Dataset rows

┄┄┄┄┄┄┄┄┄┄┄┄┄┄┄┄┄┄┄┄

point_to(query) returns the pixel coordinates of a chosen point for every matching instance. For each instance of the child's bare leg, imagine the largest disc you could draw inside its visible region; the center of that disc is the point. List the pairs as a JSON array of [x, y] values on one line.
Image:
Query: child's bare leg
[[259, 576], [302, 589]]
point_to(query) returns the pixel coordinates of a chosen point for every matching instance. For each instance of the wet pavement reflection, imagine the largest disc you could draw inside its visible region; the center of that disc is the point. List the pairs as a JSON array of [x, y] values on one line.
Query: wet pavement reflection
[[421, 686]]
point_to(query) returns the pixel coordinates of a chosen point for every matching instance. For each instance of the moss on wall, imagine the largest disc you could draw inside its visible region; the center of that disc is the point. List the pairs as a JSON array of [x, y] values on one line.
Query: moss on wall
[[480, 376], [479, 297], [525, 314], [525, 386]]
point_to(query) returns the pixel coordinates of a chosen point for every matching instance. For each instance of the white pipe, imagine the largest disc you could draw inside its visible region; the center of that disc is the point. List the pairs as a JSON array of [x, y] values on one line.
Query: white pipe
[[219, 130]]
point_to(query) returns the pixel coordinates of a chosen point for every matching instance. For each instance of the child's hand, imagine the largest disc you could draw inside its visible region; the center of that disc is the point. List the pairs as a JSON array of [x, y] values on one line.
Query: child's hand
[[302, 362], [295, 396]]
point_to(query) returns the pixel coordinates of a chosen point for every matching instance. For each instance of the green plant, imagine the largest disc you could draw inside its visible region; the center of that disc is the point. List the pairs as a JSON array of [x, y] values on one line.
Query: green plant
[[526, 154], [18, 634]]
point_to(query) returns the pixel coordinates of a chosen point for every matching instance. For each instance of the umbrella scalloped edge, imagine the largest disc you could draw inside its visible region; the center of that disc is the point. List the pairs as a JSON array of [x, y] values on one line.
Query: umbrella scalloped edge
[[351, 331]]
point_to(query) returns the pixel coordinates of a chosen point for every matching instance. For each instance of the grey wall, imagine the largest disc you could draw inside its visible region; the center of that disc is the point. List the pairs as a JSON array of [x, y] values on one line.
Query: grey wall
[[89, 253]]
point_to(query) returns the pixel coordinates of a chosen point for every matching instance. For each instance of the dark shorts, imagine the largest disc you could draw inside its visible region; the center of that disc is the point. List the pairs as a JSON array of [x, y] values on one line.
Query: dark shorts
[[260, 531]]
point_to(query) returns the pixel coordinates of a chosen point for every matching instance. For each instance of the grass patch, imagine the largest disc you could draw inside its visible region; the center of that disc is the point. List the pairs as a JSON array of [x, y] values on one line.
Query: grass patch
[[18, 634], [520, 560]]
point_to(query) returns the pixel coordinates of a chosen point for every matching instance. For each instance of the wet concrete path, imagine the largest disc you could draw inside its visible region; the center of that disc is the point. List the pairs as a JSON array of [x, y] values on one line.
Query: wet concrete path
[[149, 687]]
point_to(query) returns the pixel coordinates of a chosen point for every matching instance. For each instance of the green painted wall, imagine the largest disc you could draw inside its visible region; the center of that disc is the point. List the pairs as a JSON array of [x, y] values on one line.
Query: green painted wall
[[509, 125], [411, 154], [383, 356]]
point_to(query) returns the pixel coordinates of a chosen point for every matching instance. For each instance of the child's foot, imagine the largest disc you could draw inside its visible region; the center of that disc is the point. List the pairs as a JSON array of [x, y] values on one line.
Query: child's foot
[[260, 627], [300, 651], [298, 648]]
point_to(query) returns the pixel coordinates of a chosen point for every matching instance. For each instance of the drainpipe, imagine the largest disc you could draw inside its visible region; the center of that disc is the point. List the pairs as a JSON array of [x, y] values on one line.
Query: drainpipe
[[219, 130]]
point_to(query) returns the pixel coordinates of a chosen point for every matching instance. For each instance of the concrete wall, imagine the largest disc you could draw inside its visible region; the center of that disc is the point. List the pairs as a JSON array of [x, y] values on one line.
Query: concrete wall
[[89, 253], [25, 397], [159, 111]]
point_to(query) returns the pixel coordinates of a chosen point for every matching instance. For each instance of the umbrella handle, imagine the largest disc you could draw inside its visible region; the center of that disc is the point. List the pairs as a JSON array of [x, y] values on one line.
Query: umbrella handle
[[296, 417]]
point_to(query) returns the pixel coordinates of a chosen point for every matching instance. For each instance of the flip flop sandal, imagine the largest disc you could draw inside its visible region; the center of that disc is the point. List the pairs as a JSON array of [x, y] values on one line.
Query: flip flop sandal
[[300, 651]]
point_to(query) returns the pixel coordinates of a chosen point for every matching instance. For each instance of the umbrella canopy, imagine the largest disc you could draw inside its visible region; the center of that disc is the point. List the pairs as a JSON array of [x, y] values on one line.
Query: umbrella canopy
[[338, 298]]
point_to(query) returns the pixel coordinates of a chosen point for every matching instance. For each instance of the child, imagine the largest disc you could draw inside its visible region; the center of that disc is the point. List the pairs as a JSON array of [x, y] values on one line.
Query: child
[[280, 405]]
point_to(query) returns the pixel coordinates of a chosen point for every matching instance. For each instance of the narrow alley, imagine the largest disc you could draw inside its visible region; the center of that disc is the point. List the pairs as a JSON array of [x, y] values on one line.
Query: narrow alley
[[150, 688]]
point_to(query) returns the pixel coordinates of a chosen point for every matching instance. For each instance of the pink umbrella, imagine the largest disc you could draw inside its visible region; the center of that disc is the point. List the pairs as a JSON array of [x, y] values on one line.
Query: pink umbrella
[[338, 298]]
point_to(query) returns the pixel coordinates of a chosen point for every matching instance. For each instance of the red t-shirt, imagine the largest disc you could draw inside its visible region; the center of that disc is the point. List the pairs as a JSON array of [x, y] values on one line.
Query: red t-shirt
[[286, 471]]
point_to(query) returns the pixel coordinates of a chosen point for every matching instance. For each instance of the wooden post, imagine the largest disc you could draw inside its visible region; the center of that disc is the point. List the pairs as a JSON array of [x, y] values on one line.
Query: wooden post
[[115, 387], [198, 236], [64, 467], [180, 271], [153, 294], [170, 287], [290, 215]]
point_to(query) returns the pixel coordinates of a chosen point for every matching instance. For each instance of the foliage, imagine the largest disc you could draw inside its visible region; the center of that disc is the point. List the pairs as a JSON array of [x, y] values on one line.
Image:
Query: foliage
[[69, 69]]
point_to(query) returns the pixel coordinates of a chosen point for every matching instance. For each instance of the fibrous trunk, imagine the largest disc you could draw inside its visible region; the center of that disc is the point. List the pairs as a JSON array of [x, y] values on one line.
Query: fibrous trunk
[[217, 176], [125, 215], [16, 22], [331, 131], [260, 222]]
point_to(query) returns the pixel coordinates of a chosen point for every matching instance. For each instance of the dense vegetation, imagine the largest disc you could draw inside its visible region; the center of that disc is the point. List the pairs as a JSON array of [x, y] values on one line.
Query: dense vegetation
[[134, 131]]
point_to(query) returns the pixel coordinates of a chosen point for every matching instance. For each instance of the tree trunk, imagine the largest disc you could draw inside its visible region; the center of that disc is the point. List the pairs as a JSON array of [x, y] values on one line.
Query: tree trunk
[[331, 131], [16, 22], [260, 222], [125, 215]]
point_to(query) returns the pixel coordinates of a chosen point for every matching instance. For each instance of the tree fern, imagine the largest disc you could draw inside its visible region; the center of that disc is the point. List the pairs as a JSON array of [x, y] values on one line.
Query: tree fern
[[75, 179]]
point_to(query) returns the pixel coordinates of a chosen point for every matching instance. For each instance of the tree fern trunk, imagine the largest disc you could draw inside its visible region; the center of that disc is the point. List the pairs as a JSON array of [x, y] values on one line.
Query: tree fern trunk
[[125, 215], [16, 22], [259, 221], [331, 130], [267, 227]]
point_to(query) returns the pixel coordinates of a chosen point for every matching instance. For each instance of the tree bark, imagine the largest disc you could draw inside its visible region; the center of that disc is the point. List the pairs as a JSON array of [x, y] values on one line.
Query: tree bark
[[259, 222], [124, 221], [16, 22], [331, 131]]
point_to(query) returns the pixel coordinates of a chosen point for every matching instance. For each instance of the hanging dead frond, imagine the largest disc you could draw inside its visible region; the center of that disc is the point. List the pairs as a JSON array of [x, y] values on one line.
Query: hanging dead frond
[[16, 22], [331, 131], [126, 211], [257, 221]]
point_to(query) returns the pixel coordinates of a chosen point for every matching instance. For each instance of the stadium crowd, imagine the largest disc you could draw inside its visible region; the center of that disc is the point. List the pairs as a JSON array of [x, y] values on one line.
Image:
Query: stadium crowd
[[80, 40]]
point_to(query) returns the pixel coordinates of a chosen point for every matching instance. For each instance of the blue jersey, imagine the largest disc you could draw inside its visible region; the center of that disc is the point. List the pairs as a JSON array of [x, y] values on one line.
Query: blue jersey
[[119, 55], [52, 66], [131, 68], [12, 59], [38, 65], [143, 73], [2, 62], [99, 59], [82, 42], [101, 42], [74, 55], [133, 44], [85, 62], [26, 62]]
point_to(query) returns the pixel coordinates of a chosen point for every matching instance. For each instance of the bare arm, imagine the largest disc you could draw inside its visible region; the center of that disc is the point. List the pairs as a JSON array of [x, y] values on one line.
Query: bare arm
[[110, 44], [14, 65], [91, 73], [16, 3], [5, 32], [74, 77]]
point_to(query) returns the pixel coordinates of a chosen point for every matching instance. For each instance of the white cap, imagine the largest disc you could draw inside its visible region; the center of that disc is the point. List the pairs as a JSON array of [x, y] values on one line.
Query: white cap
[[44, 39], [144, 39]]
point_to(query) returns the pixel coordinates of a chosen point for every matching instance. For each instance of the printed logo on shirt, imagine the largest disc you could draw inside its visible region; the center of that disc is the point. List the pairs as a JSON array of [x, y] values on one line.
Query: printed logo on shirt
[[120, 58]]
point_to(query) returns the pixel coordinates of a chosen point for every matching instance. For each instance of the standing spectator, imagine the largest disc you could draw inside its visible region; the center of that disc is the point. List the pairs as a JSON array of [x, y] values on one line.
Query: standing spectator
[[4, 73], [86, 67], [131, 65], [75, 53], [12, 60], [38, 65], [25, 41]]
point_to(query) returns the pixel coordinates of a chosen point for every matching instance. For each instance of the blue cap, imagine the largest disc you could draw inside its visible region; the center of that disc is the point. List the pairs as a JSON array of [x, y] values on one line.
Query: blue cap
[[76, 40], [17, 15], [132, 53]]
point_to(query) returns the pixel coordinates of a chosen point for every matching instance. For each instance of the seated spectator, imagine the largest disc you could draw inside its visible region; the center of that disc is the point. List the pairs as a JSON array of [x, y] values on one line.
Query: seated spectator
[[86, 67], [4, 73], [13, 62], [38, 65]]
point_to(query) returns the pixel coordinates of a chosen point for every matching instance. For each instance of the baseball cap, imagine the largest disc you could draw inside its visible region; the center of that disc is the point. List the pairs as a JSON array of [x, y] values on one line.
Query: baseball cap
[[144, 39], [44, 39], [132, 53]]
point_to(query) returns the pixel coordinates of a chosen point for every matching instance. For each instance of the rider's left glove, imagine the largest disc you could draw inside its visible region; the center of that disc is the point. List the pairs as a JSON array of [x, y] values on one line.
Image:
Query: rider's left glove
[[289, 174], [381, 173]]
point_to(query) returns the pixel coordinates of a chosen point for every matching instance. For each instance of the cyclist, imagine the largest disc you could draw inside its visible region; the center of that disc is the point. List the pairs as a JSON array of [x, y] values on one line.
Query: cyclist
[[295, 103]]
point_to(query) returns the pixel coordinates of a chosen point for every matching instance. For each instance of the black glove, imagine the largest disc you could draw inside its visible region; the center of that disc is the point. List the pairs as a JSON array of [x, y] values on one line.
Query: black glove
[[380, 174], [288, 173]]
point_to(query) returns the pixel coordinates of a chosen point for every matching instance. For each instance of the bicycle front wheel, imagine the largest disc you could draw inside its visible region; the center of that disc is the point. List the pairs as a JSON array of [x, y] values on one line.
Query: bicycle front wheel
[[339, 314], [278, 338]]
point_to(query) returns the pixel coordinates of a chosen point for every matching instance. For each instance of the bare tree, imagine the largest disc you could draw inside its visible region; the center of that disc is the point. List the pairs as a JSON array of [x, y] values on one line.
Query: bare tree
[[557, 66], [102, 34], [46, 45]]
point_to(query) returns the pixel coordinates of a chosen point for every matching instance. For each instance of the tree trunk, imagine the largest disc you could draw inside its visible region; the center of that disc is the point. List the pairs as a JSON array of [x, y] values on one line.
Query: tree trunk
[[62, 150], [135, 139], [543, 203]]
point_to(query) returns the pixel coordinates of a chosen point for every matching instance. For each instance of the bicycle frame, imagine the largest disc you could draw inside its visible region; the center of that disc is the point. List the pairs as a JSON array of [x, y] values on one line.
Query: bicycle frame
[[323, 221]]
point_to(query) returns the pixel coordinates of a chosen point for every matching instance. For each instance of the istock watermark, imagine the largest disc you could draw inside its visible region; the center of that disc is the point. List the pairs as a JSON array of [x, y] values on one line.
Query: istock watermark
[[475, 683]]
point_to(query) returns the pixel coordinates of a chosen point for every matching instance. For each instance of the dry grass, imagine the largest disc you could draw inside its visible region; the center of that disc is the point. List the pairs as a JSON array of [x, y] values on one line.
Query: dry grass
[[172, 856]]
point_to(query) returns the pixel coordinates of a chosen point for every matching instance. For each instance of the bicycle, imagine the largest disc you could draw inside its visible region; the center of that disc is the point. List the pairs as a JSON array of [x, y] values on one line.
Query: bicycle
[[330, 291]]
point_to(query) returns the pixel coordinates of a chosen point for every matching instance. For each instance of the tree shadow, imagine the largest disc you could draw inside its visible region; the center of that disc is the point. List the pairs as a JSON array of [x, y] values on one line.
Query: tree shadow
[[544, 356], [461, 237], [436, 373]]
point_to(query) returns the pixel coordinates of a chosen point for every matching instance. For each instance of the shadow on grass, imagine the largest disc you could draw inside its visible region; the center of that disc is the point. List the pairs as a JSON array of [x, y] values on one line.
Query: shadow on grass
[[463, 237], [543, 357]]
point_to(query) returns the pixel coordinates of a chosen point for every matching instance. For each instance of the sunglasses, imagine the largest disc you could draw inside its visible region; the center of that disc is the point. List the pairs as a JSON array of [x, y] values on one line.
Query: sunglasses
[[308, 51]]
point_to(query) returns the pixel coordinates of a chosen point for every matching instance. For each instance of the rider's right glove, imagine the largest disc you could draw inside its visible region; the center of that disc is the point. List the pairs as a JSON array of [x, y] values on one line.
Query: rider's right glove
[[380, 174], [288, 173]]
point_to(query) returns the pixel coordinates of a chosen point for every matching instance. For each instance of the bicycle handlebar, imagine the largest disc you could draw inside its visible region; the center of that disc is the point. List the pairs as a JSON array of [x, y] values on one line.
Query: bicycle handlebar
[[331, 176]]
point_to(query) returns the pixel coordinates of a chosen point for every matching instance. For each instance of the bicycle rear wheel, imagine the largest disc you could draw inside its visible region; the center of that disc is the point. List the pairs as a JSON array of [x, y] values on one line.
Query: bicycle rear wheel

┄┄┄┄┄┄┄┄┄┄┄┄┄┄┄┄┄┄┄┄

- _WRITTEN TASK_: Please retype the lines from the one containing "the wet concrete" through the one containing "[[89, 253], [25, 397], [159, 111]]", including both, character for character.

- _COMPLETED TASK_:
point_to(query) returns the pixel coordinates of a chosen point for every matching instance. For each instance of the wet concrete path, imagine the largest disc you could draw inside its visible region; the center of that disc is the point. List the pairs as a JSON array of [x, y] values on one line.
Query: wet concrete path
[[149, 687]]
point_to(query) returns the pixel coordinates of a chosen point for every matching instance. For each instance of the green painted wall, imagine the largest disc you could draw inside its visible region; the center of that disc is the point. List the pairs as a JSON array of [x, y] values on one line.
Query: green painted wall
[[509, 125], [411, 154], [383, 356]]
point_to(query) returns the pixel coordinates of a chosen point for every matching instance. For each instance of the child's foot, imagine the largest disc you could draw inside its visible region; the center of that disc is the point. List the pairs as a JSON array of [x, y] values on one line.
Query: child's foot
[[260, 627], [300, 651], [298, 648]]
point_to(query) returns the pixel coordinates of a chosen point for every matching instance. For each instance of the drainpipe, imagine the largest disc you could draw inside its visible region; the center of that disc is the point. List the pairs as a JSON array of [x, y] values on one line.
Query: drainpipe
[[219, 130]]
point_to(query) returns the pixel coordinates of a chosen point for every matching instance. For each instance of the concrete wall, imagine the largest disc you could draw inside its visible region; the center of that disc is the point. List the pairs as a JSON array of [x, y] values on one line.
Query: concrete wall
[[89, 253], [25, 397], [159, 111]]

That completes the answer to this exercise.